Location identification entries
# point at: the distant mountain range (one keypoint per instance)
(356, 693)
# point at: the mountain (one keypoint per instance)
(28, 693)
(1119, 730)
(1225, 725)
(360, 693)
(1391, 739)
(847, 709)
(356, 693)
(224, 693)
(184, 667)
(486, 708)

- Exercise directions:
Rewrite every line of the records above, keeping each point-at line as it is, and shift the coordinates by adding 147 to every number in them.

- Exercise solution:
# point at: the distant mountain range (one keypoint per instance)
(503, 840)
# point at: the mountain (one keypoint per instance)
(175, 840)
(1266, 877)
(1372, 872)
(507, 840)
(1538, 886)
(994, 856)
(503, 840)
(371, 840)
(331, 814)
(633, 855)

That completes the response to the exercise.